Stored data
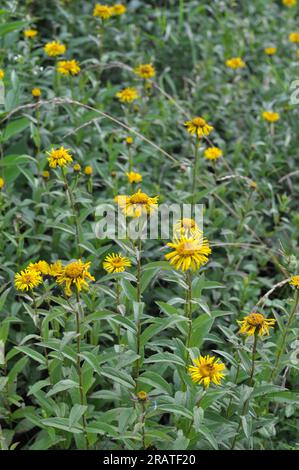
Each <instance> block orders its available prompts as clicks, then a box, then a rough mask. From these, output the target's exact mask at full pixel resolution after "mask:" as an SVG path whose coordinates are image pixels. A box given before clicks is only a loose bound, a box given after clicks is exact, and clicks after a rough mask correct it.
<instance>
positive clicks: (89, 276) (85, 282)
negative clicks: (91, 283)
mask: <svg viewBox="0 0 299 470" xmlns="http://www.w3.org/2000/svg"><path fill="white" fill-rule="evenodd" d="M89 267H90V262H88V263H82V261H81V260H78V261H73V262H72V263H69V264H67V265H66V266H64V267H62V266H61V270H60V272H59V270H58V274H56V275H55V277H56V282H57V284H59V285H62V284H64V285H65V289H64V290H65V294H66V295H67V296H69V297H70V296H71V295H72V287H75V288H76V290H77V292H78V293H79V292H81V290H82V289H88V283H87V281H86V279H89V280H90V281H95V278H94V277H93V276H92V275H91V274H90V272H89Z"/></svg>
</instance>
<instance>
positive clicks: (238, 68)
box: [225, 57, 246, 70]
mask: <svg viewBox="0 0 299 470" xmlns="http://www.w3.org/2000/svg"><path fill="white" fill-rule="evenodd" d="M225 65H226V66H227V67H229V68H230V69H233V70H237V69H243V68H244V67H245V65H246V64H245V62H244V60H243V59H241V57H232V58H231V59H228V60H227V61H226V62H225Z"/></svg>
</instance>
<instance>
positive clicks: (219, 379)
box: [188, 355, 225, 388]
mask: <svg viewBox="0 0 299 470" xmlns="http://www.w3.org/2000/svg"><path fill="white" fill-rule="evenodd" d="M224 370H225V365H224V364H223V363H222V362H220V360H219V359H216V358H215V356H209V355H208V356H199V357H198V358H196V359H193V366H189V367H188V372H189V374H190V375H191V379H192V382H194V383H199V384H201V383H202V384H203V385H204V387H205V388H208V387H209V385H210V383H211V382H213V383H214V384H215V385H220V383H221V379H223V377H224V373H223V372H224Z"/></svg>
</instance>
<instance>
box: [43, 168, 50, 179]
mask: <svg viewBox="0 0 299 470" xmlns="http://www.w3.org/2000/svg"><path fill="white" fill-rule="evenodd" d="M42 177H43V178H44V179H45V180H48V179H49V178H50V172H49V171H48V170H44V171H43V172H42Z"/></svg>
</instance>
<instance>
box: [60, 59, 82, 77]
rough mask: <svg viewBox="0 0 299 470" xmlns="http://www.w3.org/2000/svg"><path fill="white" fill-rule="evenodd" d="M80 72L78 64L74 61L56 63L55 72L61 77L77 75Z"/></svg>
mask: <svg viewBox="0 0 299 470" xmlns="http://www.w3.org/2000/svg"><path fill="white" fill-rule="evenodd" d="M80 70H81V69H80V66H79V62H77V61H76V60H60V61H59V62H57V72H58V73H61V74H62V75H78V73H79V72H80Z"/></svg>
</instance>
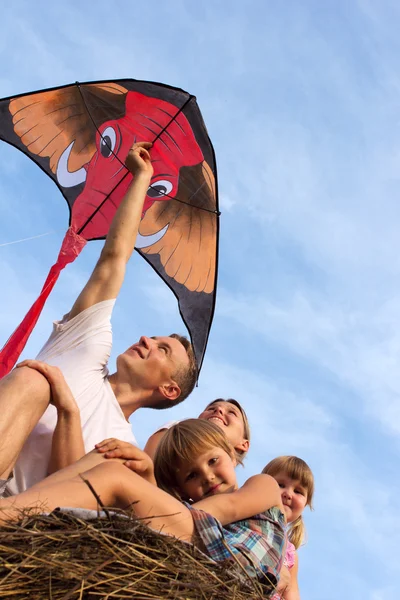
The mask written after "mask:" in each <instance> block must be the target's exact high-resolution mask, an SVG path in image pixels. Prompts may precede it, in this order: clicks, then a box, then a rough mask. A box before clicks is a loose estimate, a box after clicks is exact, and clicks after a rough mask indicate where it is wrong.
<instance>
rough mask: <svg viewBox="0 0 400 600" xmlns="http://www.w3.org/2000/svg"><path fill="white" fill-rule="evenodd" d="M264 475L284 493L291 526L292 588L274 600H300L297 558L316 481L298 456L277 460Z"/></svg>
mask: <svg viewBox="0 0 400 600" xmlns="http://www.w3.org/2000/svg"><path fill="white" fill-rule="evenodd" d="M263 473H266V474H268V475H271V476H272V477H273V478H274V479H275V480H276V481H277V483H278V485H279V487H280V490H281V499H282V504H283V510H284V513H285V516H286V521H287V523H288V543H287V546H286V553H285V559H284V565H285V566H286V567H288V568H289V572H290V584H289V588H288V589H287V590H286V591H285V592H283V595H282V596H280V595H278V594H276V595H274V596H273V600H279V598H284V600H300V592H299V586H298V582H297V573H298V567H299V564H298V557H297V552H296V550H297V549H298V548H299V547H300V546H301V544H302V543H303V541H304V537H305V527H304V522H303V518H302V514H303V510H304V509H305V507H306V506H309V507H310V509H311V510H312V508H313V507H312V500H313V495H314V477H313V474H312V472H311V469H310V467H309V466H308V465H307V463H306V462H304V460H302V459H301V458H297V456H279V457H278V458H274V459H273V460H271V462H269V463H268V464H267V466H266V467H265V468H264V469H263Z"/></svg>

→ **Exercise requirements**
Copy out all of the records above, swapping "positive clicks" for "foreground clicks" wherever it occurs and changing nothing else. Leave the pictures out.

→ **Expected answer**
Each <instance> block orders its available prompts as clicks, then a box, then a rough mask. From these, output the target's exact mask at full pixel resolution after "mask:" as an SVG path whose coordinates are image pixels. A box given before clicks is only a loose bound, a box given after clicks is exact, and clicks after a rough mask correct it.
<instance>
foreground clicks: (89, 276) (85, 282)
negative clicks: (91, 283)
mask: <svg viewBox="0 0 299 470" xmlns="http://www.w3.org/2000/svg"><path fill="white" fill-rule="evenodd" d="M89 267H90V262H88V263H82V261H81V260H78V261H73V262H72V263H69V264H67V265H66V266H64V267H62V266H61V270H60V272H59V270H58V274H56V275H55V277H56V282H57V284H59V285H62V284H64V285H65V289H64V290H65V294H66V295H67V296H69V297H70V296H71V295H72V287H75V288H76V290H77V292H78V293H79V292H81V290H82V289H88V283H87V281H86V279H89V280H90V281H95V278H94V277H93V276H92V275H91V274H90V272H89Z"/></svg>
</instance>
<instance>
foreground clicks: (238, 68)
box: [225, 57, 246, 70]
mask: <svg viewBox="0 0 299 470" xmlns="http://www.w3.org/2000/svg"><path fill="white" fill-rule="evenodd" d="M225 65H226V66H227V67H229V68H230V69H233V70H237V69H243V68H244V67H245V65H246V64H245V62H244V60H243V59H241V57H232V58H231V59H228V60H227V61H226V62H225Z"/></svg>
</instance>
<instance>
foreground clicks: (219, 379)
box: [188, 355, 225, 388]
mask: <svg viewBox="0 0 299 470" xmlns="http://www.w3.org/2000/svg"><path fill="white" fill-rule="evenodd" d="M224 370H225V365H224V364H223V363H222V362H220V360H219V359H216V358H215V356H209V355H208V356H199V357H198V358H196V359H193V366H189V367H188V372H189V374H190V375H191V379H192V382H194V383H199V384H201V383H202V384H203V385H204V387H205V388H208V387H209V385H210V383H211V382H213V383H214V384H215V385H220V383H221V379H223V377H224V373H223V372H224Z"/></svg>
</instance>
<instance>
box: [43, 168, 50, 179]
mask: <svg viewBox="0 0 299 470" xmlns="http://www.w3.org/2000/svg"><path fill="white" fill-rule="evenodd" d="M42 177H43V178H44V179H45V180H48V179H49V178H50V172H49V171H48V170H44V171H43V172H42Z"/></svg>
</instance>
<instance>
box: [60, 59, 82, 77]
rough mask: <svg viewBox="0 0 299 470" xmlns="http://www.w3.org/2000/svg"><path fill="white" fill-rule="evenodd" d="M80 72L78 64L74 61L56 63L55 72L61 77L77 75Z"/></svg>
mask: <svg viewBox="0 0 299 470" xmlns="http://www.w3.org/2000/svg"><path fill="white" fill-rule="evenodd" d="M80 70H81V69H80V66H79V62H77V61H76V60H60V61H59V62H57V72H58V73H61V74H62V75H78V73H79V72H80Z"/></svg>
</instance>
The mask written after "mask:" in each <instance> block must be the target's exact high-resolution mask, an SVG path in image pixels. Prompts may precede it, in this order: clicks, then a box, then a rough mask. A box before clicks is a loose estimate, a box after clicks is exact, and clicks after a rough mask indicate where it is wrong.
<instance>
rough mask: <svg viewBox="0 0 400 600" xmlns="http://www.w3.org/2000/svg"><path fill="white" fill-rule="evenodd" d="M264 475L284 493L291 526L292 588L274 600H300L297 558L316 481L298 456L277 460Z"/></svg>
mask: <svg viewBox="0 0 400 600" xmlns="http://www.w3.org/2000/svg"><path fill="white" fill-rule="evenodd" d="M263 473H266V474H268V475H271V476H272V477H273V478H274V479H275V480H276V481H277V483H278V485H279V487H280V490H281V499H282V504H283V510H284V513H285V516H286V521H287V523H288V543H287V546H286V553H285V559H284V565H285V566H286V567H288V568H289V572H290V584H289V588H288V589H287V590H286V591H285V592H283V595H282V596H280V595H278V594H276V595H274V596H273V600H279V598H284V600H300V592H299V586H298V582H297V573H298V567H299V564H298V557H297V552H296V550H297V549H298V548H299V547H300V546H301V544H302V543H303V541H304V537H305V527H304V522H303V518H302V514H303V510H304V509H305V507H306V506H309V507H310V509H311V510H312V508H313V507H312V500H313V495H314V477H313V474H312V472H311V469H310V467H309V466H308V465H307V463H306V462H304V460H302V459H301V458H297V456H279V457H278V458H274V459H273V460H271V462H269V463H268V464H267V466H266V467H265V468H264V469H263Z"/></svg>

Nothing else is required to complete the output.